▶ **YOUR TASK**
Your answer should be the lines of the material that include the word "below".

Start of DATASET EXCERPTS

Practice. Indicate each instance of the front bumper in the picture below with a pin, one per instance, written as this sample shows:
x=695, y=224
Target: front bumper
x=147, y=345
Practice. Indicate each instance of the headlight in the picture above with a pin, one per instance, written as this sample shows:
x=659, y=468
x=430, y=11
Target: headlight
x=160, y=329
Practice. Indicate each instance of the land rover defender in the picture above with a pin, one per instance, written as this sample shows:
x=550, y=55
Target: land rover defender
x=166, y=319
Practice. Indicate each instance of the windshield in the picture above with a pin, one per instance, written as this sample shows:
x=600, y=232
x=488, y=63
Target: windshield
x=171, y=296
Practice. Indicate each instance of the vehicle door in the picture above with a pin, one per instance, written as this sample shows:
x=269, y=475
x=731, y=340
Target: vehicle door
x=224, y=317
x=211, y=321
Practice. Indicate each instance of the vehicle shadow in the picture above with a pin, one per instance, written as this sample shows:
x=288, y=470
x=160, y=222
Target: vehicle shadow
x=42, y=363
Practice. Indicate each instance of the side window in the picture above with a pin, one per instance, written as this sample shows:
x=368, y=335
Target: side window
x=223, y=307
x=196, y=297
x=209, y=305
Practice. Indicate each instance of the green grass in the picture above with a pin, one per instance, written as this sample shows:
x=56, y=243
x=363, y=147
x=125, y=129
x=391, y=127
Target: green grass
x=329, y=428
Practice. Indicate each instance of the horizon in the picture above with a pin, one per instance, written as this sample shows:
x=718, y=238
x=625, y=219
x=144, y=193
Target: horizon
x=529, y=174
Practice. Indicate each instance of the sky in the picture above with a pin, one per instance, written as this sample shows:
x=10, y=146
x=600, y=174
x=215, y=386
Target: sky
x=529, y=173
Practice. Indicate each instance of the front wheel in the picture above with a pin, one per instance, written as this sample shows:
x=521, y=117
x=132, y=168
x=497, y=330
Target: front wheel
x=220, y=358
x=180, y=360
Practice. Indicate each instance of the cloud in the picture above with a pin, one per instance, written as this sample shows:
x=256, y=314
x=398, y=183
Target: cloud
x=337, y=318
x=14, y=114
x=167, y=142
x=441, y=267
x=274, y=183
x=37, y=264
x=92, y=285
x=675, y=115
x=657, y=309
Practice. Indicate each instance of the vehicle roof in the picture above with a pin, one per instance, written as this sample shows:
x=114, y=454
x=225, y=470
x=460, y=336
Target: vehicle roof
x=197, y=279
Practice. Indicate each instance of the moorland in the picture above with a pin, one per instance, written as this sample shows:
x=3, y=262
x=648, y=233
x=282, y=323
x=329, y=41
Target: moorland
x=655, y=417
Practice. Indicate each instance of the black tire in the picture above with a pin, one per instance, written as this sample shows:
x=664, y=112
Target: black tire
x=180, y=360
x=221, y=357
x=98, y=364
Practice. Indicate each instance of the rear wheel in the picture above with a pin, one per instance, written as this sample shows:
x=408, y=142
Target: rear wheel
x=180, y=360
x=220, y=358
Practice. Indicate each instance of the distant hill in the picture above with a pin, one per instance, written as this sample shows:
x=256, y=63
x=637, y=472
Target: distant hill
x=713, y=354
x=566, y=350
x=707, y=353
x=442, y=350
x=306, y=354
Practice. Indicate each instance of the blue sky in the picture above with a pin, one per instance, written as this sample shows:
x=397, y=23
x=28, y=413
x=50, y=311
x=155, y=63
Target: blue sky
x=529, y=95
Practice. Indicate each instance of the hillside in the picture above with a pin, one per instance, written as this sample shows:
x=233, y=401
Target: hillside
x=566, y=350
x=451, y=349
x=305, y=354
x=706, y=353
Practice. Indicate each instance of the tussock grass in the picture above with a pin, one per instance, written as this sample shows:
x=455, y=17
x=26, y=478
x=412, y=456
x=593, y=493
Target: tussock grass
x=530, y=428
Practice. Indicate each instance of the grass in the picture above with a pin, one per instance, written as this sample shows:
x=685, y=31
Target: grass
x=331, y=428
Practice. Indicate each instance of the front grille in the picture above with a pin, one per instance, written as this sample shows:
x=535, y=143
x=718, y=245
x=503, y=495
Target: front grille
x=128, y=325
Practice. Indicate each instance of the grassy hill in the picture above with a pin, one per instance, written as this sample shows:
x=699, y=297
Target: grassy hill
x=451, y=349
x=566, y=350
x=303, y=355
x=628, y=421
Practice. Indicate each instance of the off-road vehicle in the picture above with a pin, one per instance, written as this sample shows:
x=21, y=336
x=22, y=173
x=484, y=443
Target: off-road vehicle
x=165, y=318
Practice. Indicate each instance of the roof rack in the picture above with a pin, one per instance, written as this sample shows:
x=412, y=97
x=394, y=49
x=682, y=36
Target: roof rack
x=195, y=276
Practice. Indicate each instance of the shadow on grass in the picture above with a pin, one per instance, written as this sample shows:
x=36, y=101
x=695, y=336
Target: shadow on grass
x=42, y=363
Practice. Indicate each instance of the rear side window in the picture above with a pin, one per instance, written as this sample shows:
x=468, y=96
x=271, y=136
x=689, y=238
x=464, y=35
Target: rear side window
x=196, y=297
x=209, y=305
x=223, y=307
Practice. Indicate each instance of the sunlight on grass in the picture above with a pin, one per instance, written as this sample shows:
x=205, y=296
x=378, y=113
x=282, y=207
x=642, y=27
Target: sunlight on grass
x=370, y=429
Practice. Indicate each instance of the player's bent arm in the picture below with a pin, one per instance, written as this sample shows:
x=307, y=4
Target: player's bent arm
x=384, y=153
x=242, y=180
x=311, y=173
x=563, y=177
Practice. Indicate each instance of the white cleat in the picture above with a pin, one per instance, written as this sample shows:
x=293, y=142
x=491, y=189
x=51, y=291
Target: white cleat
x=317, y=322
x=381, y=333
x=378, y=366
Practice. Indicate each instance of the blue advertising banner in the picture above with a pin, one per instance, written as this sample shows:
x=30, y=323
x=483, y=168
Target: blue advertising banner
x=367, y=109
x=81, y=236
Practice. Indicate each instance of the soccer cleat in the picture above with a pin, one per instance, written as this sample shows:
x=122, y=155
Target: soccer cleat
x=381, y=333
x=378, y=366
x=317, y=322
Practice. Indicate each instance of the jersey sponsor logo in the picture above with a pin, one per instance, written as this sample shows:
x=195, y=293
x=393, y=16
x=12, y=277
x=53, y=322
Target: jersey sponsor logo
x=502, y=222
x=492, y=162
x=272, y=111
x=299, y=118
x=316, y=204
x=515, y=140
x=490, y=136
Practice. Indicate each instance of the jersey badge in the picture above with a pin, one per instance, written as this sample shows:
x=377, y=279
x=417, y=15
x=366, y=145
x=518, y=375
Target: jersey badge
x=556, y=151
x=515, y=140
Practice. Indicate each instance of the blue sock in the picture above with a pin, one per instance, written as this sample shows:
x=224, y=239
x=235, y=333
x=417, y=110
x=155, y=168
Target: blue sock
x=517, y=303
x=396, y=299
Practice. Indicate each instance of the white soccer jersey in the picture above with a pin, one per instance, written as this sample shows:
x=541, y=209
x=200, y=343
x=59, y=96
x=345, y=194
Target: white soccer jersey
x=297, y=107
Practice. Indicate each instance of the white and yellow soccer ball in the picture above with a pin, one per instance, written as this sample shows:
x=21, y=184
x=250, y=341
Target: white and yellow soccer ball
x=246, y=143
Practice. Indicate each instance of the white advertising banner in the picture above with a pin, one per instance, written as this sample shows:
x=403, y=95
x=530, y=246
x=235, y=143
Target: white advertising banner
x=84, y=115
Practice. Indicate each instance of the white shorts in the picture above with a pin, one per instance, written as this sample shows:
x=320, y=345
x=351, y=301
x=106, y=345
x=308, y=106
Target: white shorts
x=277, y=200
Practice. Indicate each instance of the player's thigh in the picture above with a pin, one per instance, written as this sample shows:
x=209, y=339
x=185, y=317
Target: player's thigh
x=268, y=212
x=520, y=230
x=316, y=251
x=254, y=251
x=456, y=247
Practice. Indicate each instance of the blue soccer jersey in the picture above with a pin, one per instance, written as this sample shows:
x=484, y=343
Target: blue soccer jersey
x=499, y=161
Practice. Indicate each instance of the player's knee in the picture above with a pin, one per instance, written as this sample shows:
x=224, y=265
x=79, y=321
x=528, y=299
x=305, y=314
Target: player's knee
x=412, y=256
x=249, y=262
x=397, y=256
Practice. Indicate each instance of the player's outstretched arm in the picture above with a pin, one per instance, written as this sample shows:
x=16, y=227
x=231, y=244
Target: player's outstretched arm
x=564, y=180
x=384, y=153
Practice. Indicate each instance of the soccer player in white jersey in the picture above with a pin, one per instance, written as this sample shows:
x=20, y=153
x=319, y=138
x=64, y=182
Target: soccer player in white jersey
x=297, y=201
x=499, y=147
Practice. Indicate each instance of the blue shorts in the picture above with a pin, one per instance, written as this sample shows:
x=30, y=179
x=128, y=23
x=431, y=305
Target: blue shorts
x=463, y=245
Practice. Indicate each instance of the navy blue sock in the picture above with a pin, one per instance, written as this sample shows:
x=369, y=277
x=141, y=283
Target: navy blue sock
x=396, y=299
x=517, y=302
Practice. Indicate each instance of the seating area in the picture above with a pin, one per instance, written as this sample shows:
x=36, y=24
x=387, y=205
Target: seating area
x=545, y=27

End of DATASET EXCERPTS

▶ **OUTPUT OF THE EXERCISE**
Practice. Indicate each instance of the front bumper in the picture below with a pin, one per instance, written as this sample shows:
Practice. Indicate each instance of the player's bent arm in the picture below with a pin, one per instance, written as this sample shows:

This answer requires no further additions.